Und man sollte sich schon überlegen, wie die Verteilung des Energieeinsatzes ist. Wenn man bei manchen Bauten soviel Kapazität vorhalten würde, dass immer 100 % erneuerbar möglich sind, heisst das, dass die allermeiste Zeit ein signifikanter Anteil der Kapazität brach liegt. Und da es derzeit nur begrentzte Kapazität für den Neubau erneuerbarer Energien gibt, sollte man sich schon überlegen, wie man de am besten verteilt. Da erscheinen Hybride, die ein paar Prozent der Zeit auch nicht-erneuerbare Energien verwenden, aber dafür deutlich weniger erneuerbare Kapazität binden, derzeit in der Gesamtbetrachtung günstiger zu sein.

Ich finde der Beleg dafür, dass es grundsätzlich geht, ist dadurch erbracht, dass jeder Gebäudetyp bereits mehrfach mit 100% EE umgesetzt wurde (nicht gleichbedeutend mit 100% Energiegewinnung vor Ort).
Zur Zeit bestehen Lieferschwirigkeiten bei vielen EE-Anlagen(komponenten), hier wird aber der Markt nachsteuern. Bei steigender Nachfrage (ist gegeben) wird das Angebot nachziehen. Entsprechende regulatorische Anforderungen würden dies sicherlich noch Beschleunigen.
Jede Heizungsanlage wird entsprechend des maximalen Leistungbedarfes geplant und eingebaut, das ist bei Gas- und Ölkesseln nicht anders als bei Wärmepumpen (wobei die Wärmepumpenleistung abhängig ist von der Temperatur der Wärmequelle, bei Kesseln ist die verfügbare Leistung konstant).
Eine hybride Anlage besteht aus mehr Komponenten (mehr MSR-Technik, mehr Rohrleitungen + Tank oder Gasanschluss), führt zu mehr Betriebsführungsaufwand (mehr Wartungen + Schornsteinfeger usw.).
Das „Nadelöhr“ ist ehr die erforderlichen Leistungen aus dem Stromnetz, hier werden noch viel mehr EE-Stromproduktionsanlagen (vor allem Windkraftanlagen) benötigt.

Der Ausbau der EE-Stromproduktion müsste mit dem Neubausektor übereinandergebracht werden (dieser muss aber auch für E-Mobilität usw. Erheblich beschleunigt werden).

Von allen Herausforderungen in der Energiewende ist der Bereich Neubau mit das kleinste Problem (gehört zu den ganz niedrig hängenden Früchten).

Mir ging es auch darum, ob es jetzt in der Praxis für allen Neubauten umgesetzt werden könnte.

* [BEREITGESTELLTES MATERIAL]
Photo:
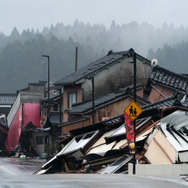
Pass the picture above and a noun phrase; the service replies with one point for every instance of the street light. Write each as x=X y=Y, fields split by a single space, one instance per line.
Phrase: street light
x=48 y=58
x=133 y=55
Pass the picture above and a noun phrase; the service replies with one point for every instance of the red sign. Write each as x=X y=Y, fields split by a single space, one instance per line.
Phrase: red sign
x=129 y=126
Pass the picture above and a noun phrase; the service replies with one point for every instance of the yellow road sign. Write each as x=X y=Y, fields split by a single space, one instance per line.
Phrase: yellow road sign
x=133 y=110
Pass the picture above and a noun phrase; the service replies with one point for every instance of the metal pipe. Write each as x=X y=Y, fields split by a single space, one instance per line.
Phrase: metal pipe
x=48 y=58
x=134 y=156
x=93 y=98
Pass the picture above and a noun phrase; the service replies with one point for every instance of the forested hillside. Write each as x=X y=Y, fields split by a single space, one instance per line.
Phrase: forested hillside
x=21 y=58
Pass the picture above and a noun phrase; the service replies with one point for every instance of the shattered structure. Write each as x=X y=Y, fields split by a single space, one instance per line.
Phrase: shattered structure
x=161 y=136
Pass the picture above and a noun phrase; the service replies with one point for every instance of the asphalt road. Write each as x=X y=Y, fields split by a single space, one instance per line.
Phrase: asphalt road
x=17 y=173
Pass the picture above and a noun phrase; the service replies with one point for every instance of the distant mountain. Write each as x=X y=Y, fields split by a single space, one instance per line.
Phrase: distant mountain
x=21 y=58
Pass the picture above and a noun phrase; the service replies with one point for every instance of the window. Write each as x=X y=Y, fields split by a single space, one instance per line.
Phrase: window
x=56 y=107
x=39 y=140
x=79 y=142
x=71 y=99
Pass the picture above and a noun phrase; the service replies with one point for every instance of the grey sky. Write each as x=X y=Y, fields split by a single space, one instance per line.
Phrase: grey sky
x=36 y=14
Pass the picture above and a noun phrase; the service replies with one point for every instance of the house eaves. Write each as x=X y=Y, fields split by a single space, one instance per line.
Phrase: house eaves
x=100 y=102
x=96 y=66
x=169 y=79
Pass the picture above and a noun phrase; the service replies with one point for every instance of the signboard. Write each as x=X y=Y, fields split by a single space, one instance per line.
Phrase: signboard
x=133 y=110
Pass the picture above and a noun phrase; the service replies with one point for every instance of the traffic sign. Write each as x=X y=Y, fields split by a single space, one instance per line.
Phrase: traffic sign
x=133 y=110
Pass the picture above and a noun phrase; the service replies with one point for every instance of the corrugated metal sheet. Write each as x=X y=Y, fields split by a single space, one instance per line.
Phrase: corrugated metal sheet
x=100 y=146
x=183 y=156
x=160 y=151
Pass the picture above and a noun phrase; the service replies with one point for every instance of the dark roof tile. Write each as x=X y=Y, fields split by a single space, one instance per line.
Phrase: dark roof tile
x=95 y=66
x=168 y=78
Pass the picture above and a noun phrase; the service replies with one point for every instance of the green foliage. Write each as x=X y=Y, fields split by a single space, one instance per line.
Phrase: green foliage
x=21 y=54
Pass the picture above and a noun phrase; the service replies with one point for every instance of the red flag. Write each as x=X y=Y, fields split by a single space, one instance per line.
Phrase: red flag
x=129 y=126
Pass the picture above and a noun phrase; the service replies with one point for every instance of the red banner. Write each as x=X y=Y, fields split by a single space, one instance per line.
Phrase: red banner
x=129 y=126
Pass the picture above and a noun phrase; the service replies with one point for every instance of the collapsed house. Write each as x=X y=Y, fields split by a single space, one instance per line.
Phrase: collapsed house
x=161 y=135
x=102 y=148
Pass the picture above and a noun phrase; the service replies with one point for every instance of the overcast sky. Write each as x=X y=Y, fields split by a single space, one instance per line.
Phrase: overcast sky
x=36 y=14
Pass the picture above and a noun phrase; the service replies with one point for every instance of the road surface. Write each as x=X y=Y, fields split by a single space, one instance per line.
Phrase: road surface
x=18 y=173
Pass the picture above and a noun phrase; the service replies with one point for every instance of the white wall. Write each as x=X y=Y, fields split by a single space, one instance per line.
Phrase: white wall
x=159 y=170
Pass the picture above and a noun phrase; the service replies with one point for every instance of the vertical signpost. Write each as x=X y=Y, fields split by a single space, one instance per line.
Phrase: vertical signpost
x=131 y=112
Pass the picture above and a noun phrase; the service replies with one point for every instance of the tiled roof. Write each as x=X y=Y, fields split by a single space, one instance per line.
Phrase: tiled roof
x=167 y=102
x=86 y=71
x=83 y=107
x=170 y=79
x=7 y=99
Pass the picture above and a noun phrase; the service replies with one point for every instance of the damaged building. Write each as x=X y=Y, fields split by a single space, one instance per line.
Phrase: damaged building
x=161 y=133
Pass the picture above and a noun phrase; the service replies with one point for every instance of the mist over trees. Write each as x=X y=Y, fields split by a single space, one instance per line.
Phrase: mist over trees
x=21 y=53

* [ARBEITSAUFTRÄGE]
1 - Erkläre in ein bis drei Sätzen, warum hybride Anlagen laut dem Absatz des Quellentextes, der mit „Und man sollte sich schon überlegen“ beginnt, derzeit in der Gesamtbetrachtung günstiger erscheinen.
2 - Zähle die Zeilen der Datensätze, in denen die Zeichenfolge „eaves“ vorkommt, wobei Groß- und Kleinschreibung zu beachten ist, und gib nur diese Anzahl an.
Der Quellentext und die Datensätze haben inhaltlich nichts miteinander zu tun.

* [ANTWORTEN ZU AUFGABEN]
1 - Hielte man bei Bauten so viel Kapazität vor, dass immer 100 % erneuerbar möglich wären, läge die meiste Zeit ein signifikanter Teil dieser Kapazität brach. Da es derzeit nur begrenzte Kapazität für den Neubau erneuerbarer Energien gibt, binden Hybride, die nur ein paar Prozent der Zeit nicht-erneuerbare Energien nutzen, deutlich weniger erneuerbare Kapazität. Deshalb erscheinen sie in der Gesamtbetrachtung günstiger.

2 - 2